▶ [Exercise tasks]:
a: List every figure written with digits in the excerpt on mine development.
b: Return the part of the excerpt on mine development from "At today's build" to "the next one?", copied word for word.

At today's build costs you need ~$5/lb just to clear a 15% return.
It takes forever. Twenty years from discovery to metal in the developed world, closer to 29 in the US - a commitment that outlives the CEO, the comp plan, and several price cycles.
The jurisdictions are landmines. Exhibit A: Cobre Panama - a finished, world-class mine switched off by the government and left idle, what Scotia calls essentially the world's only material source of spare capacity, dark by political decree. When a government can vaporize a built mine overnight, who's racing to break ground on the next one?
And the capital itself changed - the real story. In a sound-money world the textbook works: high prices, high returns, patient capital, new supply. We don't live there. We live in a financialized, fiat world where the executives who overbuilt at the last peak got their heads handed to them, and the survivors learned the lesson the market beat into them - ambition gets punished, "discipline" gets rewarded. Shareholders want buybacks. CEOs are paid on this year's returns, not on cathode shipping in 2045.

▶ [Stored entries]:
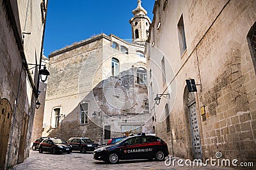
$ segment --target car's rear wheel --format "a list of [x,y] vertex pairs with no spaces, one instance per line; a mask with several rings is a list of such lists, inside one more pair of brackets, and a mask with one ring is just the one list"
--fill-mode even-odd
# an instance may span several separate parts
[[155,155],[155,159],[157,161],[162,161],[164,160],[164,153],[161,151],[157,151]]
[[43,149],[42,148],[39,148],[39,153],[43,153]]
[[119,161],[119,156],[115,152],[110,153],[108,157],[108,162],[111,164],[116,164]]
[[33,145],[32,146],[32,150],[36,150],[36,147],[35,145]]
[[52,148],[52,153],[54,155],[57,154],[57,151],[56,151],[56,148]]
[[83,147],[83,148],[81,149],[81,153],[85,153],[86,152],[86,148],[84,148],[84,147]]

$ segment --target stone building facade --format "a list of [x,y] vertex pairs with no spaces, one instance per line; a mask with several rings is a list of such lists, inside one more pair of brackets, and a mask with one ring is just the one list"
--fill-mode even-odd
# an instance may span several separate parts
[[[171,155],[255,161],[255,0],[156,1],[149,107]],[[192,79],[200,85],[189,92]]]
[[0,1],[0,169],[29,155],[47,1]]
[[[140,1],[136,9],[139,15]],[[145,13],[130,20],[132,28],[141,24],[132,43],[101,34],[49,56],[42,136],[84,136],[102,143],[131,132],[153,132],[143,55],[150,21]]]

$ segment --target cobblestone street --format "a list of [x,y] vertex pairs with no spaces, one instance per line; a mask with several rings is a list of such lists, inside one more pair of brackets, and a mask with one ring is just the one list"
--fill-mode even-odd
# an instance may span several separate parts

▶ [Solved problems]:
a:
- ~$5/lb
- 15%
- 29
- 2045

b:
At today's build costs you need ~$5/lb just to clear a 15% return.
It takes forever. Twenty years from discovery to metal in the developed world, closer to 29 in the US - a commitment that outlives the CEO, the comp plan, and several price cycles.
The jurisdictions are landmines. Exhibit A: Cobre Panama - a finished, world-class mine switched off by the government and left idle, what Scotia calls essentially the world's only material source of spare capacity, dark by political decree. When a government can vaporize a built mine overnight, who's racing to break ground on the next one?